Every entry below must be retyped exactly, and the pictures must be left out.

START SUPPLIED INFORMATION

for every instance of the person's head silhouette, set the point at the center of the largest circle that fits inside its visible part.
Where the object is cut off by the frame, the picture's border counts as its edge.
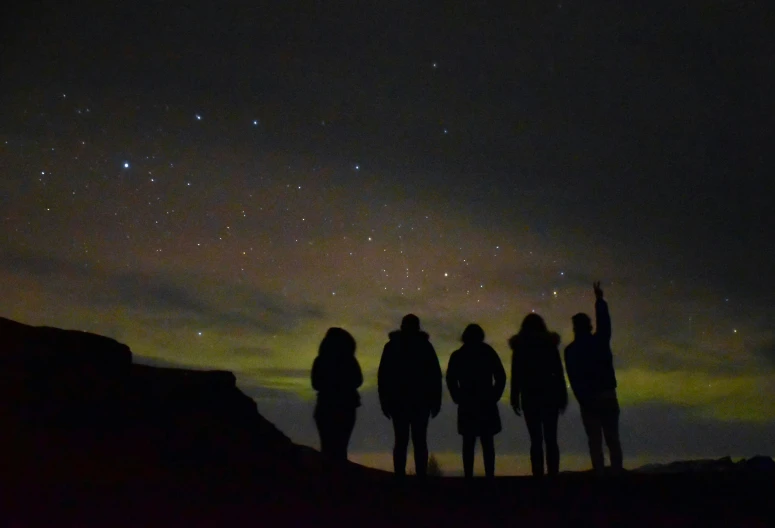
(582, 325)
(472, 334)
(337, 342)
(532, 325)
(410, 323)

END SUPPLIED INFORMATION

TASK OUTPUT:
for every instance of the person's head silhouette, set the point at the center of the largest circle that fits inside its visible part.
Where the object is cut off by the frame, the picture's border counts as its edge.
(582, 325)
(472, 334)
(337, 342)
(532, 325)
(410, 323)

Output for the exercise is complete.